┏━━

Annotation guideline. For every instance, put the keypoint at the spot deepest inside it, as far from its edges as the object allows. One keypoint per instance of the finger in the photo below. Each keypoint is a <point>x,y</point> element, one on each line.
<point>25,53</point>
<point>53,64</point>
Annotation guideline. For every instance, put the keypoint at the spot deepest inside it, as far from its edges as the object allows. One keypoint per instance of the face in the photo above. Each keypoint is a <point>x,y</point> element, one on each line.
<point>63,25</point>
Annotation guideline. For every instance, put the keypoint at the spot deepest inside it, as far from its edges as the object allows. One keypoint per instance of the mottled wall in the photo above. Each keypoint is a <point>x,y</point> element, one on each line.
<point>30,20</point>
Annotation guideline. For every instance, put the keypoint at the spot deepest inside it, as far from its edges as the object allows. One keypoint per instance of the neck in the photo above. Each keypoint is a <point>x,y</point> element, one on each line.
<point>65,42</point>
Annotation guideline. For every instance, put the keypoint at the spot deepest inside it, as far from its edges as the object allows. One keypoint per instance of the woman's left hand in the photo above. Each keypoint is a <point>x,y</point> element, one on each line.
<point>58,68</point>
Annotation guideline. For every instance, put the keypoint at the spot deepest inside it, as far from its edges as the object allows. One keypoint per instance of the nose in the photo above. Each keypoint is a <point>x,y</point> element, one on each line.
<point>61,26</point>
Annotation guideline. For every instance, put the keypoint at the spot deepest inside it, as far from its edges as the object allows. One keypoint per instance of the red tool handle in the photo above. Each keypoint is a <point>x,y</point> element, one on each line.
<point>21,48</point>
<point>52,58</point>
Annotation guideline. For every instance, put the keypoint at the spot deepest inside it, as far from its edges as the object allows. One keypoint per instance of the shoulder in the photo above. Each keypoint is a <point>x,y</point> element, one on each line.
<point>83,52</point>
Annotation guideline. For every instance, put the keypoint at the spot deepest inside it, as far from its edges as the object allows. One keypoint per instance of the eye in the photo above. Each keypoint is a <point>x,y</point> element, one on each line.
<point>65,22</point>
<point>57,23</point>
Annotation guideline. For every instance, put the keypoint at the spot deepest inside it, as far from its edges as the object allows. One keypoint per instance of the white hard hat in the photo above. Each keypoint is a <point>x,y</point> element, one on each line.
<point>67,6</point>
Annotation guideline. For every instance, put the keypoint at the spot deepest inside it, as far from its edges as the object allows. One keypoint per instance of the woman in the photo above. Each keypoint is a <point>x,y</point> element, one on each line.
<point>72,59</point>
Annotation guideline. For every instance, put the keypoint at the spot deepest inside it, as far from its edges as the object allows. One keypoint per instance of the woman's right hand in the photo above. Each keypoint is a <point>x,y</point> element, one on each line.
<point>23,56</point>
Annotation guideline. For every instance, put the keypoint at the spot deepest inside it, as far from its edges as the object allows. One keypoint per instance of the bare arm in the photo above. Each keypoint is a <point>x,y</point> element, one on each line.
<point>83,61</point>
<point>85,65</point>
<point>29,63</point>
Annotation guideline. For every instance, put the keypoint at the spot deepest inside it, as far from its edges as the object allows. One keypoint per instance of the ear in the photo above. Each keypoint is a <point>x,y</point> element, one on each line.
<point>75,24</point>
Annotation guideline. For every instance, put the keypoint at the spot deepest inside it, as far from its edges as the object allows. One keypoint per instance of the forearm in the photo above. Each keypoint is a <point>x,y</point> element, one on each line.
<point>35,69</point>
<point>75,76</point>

┗━━
┏━━

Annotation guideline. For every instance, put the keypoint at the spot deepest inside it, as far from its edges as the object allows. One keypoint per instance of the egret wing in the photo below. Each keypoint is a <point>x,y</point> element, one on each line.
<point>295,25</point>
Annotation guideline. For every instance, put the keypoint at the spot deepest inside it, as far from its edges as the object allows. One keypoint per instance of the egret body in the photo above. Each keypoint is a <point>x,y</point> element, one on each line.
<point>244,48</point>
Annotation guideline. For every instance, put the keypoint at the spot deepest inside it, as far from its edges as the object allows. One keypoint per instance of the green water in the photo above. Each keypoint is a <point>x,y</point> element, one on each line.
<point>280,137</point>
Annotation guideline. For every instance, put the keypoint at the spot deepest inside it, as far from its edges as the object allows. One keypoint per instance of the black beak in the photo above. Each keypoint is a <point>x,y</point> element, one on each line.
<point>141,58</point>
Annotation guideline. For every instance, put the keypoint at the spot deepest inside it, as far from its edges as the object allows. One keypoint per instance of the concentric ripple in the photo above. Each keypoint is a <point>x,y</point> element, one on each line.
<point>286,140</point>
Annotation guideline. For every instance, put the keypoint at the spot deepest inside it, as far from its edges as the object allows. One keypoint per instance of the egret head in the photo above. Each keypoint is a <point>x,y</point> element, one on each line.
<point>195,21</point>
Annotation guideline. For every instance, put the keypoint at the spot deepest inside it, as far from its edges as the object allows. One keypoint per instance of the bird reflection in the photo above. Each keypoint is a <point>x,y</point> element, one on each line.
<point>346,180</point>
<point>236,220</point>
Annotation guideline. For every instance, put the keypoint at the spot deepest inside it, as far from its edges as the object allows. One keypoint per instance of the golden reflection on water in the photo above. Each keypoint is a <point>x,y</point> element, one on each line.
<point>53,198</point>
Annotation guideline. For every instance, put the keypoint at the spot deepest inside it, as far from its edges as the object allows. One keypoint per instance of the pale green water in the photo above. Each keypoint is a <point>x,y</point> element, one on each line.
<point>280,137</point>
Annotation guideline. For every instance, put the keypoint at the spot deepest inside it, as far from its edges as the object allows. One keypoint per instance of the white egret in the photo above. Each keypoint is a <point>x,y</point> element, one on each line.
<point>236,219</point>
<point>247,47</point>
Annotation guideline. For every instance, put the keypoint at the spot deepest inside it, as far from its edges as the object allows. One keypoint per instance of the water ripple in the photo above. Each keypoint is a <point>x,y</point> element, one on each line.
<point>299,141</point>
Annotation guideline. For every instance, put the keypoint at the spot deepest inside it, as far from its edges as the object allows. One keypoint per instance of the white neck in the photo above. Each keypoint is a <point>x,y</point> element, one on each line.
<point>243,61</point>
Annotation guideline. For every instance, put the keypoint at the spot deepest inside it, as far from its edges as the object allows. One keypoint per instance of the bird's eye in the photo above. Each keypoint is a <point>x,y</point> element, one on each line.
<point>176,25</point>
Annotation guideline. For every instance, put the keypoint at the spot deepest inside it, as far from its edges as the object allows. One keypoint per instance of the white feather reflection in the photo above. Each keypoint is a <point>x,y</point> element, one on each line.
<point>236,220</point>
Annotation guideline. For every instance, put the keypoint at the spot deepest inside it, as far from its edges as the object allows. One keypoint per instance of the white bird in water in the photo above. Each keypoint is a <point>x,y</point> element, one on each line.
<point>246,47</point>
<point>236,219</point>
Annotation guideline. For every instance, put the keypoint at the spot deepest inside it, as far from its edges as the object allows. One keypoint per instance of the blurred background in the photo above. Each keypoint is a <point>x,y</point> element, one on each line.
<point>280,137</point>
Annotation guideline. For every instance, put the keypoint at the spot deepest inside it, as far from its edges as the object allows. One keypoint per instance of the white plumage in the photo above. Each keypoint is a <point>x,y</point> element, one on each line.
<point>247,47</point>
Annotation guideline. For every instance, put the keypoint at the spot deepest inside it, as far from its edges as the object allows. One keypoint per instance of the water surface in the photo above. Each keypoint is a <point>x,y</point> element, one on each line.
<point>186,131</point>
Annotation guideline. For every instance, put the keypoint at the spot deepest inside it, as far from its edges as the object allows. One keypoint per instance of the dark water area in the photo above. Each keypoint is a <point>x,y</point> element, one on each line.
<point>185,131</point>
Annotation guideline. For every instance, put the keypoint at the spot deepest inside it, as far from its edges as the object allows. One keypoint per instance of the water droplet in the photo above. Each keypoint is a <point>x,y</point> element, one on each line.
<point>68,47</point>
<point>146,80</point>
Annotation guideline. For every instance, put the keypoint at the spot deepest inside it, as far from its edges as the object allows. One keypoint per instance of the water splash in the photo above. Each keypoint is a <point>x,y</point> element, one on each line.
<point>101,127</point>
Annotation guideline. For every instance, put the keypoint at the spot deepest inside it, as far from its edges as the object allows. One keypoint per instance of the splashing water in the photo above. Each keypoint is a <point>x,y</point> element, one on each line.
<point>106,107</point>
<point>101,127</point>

┗━━

List every line in the items above that contains the word "woman", copying each one in full.

:: Output below ::
Annotation guideline. For every instance, put the keypoint at the spot deepest inside it, as far from its edges as the object allows. One keypoint per instance of the woman's left hand in the photo above. Each keypoint is a <point>x,y</point> element, one on each line.
Annotation guideline. For every instance, put the keypoint at the spot deepest inside it, as far from its edges as the object allows. One keypoint per instance of the woman in the photo above. Each keypoint is a <point>x,y</point> element, one on each line.
Annotation guideline. For every instance, put the keypoint at the spot deepest inside it, as far from its edges as the object allows. One keypoint per instance of the woman's right hand in the photo above. Each keypoint is a <point>x,y</point> element, one on each line.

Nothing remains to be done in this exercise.